— Start DATA FOR THE TASK —
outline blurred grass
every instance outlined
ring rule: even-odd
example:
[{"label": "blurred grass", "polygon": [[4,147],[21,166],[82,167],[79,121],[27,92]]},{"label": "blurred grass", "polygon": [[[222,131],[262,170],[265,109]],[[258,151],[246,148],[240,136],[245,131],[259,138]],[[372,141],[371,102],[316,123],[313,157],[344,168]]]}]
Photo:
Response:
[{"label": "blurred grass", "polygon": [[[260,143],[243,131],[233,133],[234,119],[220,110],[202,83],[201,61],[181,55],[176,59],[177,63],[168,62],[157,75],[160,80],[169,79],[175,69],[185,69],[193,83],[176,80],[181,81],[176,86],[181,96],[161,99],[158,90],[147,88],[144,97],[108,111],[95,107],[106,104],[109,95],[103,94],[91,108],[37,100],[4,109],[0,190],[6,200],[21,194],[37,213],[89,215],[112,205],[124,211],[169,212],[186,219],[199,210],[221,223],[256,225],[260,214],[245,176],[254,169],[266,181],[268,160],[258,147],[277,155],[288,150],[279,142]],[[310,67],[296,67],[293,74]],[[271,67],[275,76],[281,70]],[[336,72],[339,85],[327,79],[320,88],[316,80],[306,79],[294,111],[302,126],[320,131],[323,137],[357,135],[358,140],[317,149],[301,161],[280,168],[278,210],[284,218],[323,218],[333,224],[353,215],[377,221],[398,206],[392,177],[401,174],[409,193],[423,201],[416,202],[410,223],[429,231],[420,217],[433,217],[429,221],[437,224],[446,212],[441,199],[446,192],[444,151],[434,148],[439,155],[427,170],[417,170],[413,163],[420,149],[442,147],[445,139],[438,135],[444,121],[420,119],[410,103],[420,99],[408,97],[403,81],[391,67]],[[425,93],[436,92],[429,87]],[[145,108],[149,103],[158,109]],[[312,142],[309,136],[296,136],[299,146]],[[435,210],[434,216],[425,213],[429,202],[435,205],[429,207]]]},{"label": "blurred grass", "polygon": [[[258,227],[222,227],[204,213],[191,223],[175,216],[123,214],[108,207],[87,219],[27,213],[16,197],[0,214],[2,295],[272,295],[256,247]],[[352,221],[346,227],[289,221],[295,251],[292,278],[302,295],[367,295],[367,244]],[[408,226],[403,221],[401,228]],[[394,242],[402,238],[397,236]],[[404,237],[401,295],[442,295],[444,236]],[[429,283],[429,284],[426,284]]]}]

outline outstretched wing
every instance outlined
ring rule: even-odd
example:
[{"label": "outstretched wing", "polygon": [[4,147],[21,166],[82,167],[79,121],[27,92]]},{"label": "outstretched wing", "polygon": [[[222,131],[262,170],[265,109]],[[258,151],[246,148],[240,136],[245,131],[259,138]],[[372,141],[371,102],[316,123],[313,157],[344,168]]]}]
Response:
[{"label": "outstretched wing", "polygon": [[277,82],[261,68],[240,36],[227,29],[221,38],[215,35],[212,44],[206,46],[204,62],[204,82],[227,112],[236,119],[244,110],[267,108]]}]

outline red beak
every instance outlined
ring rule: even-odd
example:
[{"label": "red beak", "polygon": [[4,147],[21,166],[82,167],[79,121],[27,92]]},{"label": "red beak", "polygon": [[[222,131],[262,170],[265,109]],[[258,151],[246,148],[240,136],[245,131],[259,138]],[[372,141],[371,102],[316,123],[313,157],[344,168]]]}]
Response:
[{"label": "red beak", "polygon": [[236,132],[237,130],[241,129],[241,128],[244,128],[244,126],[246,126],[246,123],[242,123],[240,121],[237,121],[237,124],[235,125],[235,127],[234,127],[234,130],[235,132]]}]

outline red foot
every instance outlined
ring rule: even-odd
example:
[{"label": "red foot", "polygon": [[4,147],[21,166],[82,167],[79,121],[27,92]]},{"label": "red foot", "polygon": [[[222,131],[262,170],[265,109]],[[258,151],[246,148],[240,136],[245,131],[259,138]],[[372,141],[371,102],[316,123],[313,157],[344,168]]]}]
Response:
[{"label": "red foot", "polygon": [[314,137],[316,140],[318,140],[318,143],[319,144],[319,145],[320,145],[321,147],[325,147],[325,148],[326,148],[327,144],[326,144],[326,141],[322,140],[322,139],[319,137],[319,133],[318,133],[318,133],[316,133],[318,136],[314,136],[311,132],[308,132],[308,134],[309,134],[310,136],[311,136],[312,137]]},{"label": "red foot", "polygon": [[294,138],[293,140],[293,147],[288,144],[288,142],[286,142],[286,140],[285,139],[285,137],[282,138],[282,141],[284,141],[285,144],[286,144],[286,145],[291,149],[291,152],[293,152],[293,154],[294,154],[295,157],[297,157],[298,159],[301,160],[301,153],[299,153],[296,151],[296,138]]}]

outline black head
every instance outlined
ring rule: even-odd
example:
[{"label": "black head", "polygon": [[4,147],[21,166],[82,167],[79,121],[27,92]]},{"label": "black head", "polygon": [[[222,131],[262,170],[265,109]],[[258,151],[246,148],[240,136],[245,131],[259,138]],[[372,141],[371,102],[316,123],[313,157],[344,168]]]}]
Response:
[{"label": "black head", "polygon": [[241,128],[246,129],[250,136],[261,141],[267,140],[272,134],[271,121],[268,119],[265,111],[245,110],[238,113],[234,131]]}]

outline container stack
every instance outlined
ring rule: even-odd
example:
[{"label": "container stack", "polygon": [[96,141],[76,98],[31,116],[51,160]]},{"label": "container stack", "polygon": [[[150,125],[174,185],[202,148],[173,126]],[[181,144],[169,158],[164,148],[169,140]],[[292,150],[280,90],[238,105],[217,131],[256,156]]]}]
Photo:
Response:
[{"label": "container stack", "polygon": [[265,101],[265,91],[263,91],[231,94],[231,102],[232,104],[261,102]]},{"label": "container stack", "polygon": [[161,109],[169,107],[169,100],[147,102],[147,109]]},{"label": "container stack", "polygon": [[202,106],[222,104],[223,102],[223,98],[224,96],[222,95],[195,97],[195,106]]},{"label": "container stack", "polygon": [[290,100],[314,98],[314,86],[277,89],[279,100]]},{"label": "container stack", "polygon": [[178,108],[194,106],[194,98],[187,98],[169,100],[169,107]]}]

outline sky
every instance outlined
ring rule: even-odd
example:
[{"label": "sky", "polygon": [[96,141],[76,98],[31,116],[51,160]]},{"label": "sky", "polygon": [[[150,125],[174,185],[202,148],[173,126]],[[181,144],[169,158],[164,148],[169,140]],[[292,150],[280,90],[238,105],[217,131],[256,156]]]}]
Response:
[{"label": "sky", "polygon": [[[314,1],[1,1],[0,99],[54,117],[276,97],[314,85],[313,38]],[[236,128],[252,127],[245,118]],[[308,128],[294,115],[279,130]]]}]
— End DATA FOR THE TASK —
__YOUR OBJECTIVE__
Reproduce the material from the line holding "outline sky" through the final line, inclusive, with the requests included. Shift every polygon coordinate in the answers by -110, and leave the requests and their format samples unchanged.

__SOLUTION TO THIS PROBLEM__
outline sky
every instance outlined
ring rule: even-odd
example:
[{"label": "sky", "polygon": [[96,141],[76,98],[31,116],[51,160]]},{"label": "sky", "polygon": [[[150,125],[174,185],[202,148],[173,126]],[[181,144],[169,158],[164,148],[169,140]],[[292,150],[280,90],[238,105],[217,131],[256,156]]]}]
Response:
[{"label": "sky", "polygon": [[[204,-109],[-109,-109],[-110,-11],[-56,7],[166,-13],[204,-25],[203,-72]],[[126,18],[142,17],[135,8]],[[198,18],[184,5],[169,20]]]}]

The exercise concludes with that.